··· TEKS

Kamis, 25 Oktober 2007

Yang Tertindas, yang Terbuang


Selasa, 10 Oktober 2006

Oleh: Edy Burmansyah*)
Dari mana datangnya orang miskin? Seorang teman memberi jawaban beberapa hari lalu: dari keterasingan dan ketidak berdayaan, dari pelbagai hal yang tidak miliki orang kaya. Suatu malam di awal Juli 1997, Sunarti, gantung diri di umurnya yang belum lagi genap 39 tahun, di dalam rumah kardus yang dibangunnya di kolong jembatan Ampera yang membelah Kota Palembang.

······
··· DATA YANG DIBERIKAN

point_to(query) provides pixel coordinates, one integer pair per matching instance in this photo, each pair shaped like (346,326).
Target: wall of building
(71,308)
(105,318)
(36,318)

······

TANTANGAN -
1. Menurut teks, di mana Sunarti membangun rumah kardusnya?
2. Salin kembali seluruh baris data dengan menukar "wall of building" menjadi "roof of building", tanpa mengubah bagian lainnya.
Baris-baris data tersebut sama sekali tidak berkaitan dengan teks.

JAWABAN PER TUGAS -
1. Di kolong jembatan Ampera yang membelah Kota Palembang.

2.
point_to(query) provides pixel coordinates, one integer pair per matching instance in this photo, each pair shaped like (346,326).
Target: roof of building
(71,308)
(105,318)
(36,318)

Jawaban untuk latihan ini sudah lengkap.